-- Excerpt follows --

I picked through over 200 photos taken on our trip to Montana to put this little travelogue together. They are just a small sample of some of the things we saw on the trip.
We left Laramie at about 5:30 in the morning, just at sunrise.
This interestingly weathered hill is in Cokeville, WY – one of the few scenic areas in the early part of the trip.
Just over the border into Idaho was this lovely valley ringed with mountains.
This a view in Missoula. The town is absolutely beautiful.
The Clark Fork River runs through the middle of downtown Missoula, no doubt responsible for a lot of the confusing layout of the city! There are two other rivers flowing through the town, and water recreation is very popular – rafting, canoeing, kayaking and tubing. If you look carefully, you can see a kayaker just to the left of the little island in the picture.
A Missoula sunset, to go with my Laramie sunrise
Another Montana landscape
The object you see in the photo is the smelter stack from the Anaconda copper mine, in south west Montana. It is over 500 feet tall and can be seen for miles. It is even marked on maps! My husband said it reminded him of something out of Lord of the Rings!

-- Excerpt concluded --
-- Record excerpts follows --

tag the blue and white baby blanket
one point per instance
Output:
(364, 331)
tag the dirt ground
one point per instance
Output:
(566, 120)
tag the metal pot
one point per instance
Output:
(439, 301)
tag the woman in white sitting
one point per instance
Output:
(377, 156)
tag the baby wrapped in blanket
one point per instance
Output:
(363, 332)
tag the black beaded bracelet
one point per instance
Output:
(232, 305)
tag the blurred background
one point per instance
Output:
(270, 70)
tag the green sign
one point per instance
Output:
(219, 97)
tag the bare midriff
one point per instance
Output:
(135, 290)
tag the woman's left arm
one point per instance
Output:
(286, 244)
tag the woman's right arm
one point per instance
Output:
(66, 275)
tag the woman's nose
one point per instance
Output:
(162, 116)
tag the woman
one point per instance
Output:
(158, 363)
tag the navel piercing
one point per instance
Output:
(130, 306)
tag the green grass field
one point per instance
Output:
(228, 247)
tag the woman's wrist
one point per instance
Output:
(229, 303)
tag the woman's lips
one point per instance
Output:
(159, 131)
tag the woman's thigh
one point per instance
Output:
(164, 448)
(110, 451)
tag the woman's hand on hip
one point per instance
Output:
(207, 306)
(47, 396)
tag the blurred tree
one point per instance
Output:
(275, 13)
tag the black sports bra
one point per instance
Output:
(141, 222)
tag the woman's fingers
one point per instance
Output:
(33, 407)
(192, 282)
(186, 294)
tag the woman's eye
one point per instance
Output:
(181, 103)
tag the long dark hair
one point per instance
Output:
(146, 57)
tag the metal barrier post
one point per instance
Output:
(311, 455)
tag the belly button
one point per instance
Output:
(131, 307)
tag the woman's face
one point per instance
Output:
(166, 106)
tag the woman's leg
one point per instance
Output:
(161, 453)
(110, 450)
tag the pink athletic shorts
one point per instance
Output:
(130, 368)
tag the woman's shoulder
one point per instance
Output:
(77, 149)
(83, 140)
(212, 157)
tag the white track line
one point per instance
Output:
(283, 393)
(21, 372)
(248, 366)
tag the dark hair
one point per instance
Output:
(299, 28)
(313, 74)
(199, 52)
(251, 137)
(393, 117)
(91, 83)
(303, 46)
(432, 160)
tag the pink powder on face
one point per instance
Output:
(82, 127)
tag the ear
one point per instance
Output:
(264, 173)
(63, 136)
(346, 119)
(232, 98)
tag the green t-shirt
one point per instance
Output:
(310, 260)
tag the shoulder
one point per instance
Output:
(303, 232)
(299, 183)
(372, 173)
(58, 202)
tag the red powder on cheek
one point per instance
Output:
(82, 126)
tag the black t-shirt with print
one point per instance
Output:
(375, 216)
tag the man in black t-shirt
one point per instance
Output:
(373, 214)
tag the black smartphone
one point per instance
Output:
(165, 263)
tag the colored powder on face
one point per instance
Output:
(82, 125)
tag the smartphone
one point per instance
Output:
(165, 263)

-- Record excerpts concluded --

- _Task instructions_
1) How tall is the Anaconda smelter stack, according to the travelogue?
2) Rename "valley" to "basin" in the travelogue passage starting at "This interestingly weathered" and ending at "is absolutely beautiful.", and write out that passage with the change.
Please rely only on the travelogue.

- _Numbered responses_
1) Over 500 feet.

2)
This interestingly weathered hill is in Cokeville, WY – one of the few scenic areas in the early part of the trip.
Just over the border into Idaho was this lovely basin ringed with mountains.
This a view in Missoula. The town is absolutely beautiful.